# Text to read
_ _ _ _ _

Thinking about getting my first pair of raw jeans. Really want a pair of Momoarto raw jeans from japan, so im trying to get a pair. Hard to find in the US for around $150


----------



## Audio-Omega

They are not cheap.  I like my Momotaro 0201.


----------



## Astrozombie

I buy the cheapest ones i can find, but the thing is with black jeans i like ones that don't have that yellow/orange stitching so they're hard to find.


----------



## cifani090

Quote: 





> Originally Posted by *Audio-Omega* /img/forum/go_quote.gif
> 
> They are not cheap.  I like my Momotaro 0201.


 

 Do you have a before and after?


----------



## Audio-Omega

It still look brand new.


----------



## cifani090

Quote: 





audio-omega said:


> It still look brand new.


 

 I thought you were breaking them in...


----------



## Audio-Omega

Yes very slowly.  I only have the time to wear it once a week and that's without wearing other jeans !

_ _ _ _ _

(Object outline annotations)
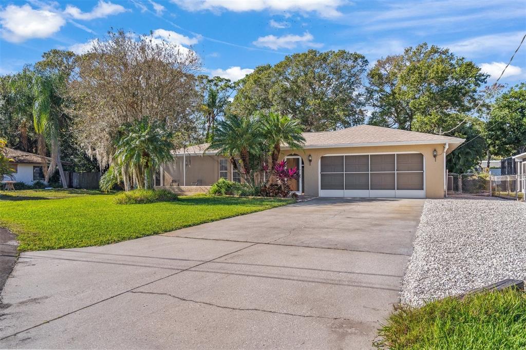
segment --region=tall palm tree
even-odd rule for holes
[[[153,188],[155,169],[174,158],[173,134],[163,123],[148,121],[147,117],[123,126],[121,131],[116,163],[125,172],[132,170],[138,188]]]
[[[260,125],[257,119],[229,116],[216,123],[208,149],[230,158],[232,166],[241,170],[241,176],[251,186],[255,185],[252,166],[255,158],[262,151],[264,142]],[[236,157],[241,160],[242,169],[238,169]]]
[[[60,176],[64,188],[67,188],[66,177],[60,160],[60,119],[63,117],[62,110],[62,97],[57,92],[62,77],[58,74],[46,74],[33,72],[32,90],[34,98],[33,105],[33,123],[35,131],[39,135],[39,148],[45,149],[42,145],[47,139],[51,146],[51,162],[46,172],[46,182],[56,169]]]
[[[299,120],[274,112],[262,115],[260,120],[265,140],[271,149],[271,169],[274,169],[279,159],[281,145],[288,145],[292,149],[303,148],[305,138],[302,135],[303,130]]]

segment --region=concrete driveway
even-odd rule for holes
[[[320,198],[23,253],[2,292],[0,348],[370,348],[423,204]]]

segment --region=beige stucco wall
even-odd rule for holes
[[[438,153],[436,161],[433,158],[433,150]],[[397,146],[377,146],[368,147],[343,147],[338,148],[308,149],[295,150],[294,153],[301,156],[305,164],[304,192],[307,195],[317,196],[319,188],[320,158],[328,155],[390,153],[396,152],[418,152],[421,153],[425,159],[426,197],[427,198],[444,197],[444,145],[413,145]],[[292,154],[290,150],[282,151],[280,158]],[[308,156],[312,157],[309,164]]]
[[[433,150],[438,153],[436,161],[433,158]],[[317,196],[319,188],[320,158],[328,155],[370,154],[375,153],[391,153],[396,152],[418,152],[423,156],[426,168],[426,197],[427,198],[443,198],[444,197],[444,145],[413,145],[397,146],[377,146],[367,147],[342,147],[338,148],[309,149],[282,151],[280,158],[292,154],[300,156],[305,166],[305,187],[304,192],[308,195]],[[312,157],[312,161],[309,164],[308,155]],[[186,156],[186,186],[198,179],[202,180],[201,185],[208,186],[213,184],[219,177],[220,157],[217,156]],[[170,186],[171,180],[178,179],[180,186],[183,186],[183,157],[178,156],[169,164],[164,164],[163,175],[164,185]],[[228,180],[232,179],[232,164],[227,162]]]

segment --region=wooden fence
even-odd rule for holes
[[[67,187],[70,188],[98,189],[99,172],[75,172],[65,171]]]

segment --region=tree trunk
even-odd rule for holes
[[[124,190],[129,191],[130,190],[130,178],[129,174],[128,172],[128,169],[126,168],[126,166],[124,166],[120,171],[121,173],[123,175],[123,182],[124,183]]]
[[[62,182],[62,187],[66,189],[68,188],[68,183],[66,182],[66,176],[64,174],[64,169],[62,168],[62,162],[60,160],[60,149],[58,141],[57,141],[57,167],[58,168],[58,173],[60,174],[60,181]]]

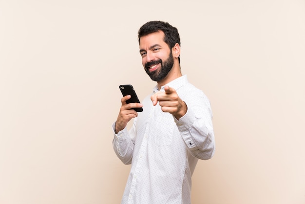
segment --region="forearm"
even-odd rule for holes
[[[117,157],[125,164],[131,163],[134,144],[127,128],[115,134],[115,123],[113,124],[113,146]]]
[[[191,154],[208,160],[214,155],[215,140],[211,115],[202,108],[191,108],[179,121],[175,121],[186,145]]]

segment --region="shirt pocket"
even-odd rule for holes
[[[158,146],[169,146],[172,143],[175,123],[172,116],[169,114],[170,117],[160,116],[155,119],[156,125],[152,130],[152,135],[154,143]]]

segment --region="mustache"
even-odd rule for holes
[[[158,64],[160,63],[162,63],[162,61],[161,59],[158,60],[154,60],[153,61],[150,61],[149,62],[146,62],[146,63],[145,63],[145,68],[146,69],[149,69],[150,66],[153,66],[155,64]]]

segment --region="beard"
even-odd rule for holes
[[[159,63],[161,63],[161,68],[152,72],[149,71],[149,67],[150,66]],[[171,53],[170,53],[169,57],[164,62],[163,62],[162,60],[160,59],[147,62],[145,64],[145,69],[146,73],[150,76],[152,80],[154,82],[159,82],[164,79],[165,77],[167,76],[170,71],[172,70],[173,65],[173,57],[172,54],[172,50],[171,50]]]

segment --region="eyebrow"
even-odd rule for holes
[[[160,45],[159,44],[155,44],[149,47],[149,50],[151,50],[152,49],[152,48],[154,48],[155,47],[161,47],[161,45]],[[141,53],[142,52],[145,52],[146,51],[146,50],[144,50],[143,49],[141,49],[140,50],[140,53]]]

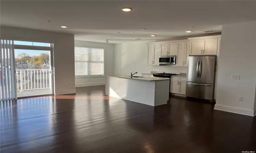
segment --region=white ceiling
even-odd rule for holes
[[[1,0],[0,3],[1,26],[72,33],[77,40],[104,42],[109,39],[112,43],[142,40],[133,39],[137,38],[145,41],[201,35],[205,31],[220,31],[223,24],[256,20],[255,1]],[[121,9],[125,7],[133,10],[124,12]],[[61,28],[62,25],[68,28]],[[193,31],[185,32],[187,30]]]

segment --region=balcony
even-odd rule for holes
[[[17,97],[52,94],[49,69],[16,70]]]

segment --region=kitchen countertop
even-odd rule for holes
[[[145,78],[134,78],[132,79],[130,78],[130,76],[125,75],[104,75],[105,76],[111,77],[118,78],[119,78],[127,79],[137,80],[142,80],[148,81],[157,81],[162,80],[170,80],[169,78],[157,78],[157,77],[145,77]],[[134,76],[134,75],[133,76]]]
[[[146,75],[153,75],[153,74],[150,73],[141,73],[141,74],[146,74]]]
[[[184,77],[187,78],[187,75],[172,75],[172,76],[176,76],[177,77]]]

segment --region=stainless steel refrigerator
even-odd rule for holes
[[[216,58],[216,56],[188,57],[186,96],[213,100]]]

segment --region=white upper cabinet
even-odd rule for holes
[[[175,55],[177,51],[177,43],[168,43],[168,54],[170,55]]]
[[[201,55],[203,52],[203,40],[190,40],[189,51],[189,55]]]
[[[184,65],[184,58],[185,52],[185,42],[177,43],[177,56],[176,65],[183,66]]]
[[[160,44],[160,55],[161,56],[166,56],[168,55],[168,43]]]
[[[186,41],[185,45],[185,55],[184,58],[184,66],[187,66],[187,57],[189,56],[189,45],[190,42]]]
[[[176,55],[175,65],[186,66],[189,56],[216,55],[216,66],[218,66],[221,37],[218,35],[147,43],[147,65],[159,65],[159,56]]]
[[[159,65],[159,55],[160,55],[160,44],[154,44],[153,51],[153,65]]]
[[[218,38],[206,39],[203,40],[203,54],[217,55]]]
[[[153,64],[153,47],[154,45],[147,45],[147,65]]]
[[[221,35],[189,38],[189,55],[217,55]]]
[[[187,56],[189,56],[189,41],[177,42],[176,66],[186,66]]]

_ _ _ _ _

# Written problem A
Name every user who posts in the raw jeans thread.
# Written problem B
Condense the paragraph in the raw jeans thread that begins "I buy the cheapest ones" into one shorter sentence that keeps its main facts.
# Written problem C
Extend the raw jeans thread with a few more posts that follow its last post.

# Output A
Audio-Omega, Astrozombie, cifani090

# Output B
The poster buys the cheapest jeans available but has trouble finding black ones without yellow or orange stitching.

# Output C
----------



## cifani090

Quote: 





audio-omega said:


> Yes very slowly.  I only have the time to wear it once a week and that's without wearing other jeans !


 

 Sorry to hear that, i was just in discussion as well about how teachers are prohibited to wear jeans.


----------



## Audio-Omega

That means my jeans will last longer.


----------



## cifani090

I just talked to a custom jean company and he loves music, so we're in the mix to make a deal


----------



## Audio-Omega

I have gone back to wearing Levi's Wyatt because of the hot weather.


----------



## Butler

I wear abercrombie, and before you go jumping to conclusions about the kind of guy I am- the only thing I buy from there are pants. I used to be totally against that store for years. Once you get past the obscene advertisements and ignore all their other terrible clothing, their jeans are really high quality and extremely flattering. The latter being important to me because I'm in my early 20's. But, they fit well, they break in well, and last for years.

Just like audio, you get what you pay for. And that's why I want to try raw denim some day... And again like audio...It'll be hard to justify it to my lady.


----------



## Astrozombie

When you said "Abercrombie" I got a smirk on my face....when you said "and now don't go jumping" i burst out laughing 
	

	
	
		
		

		
		
	


	




 How much is raw denim?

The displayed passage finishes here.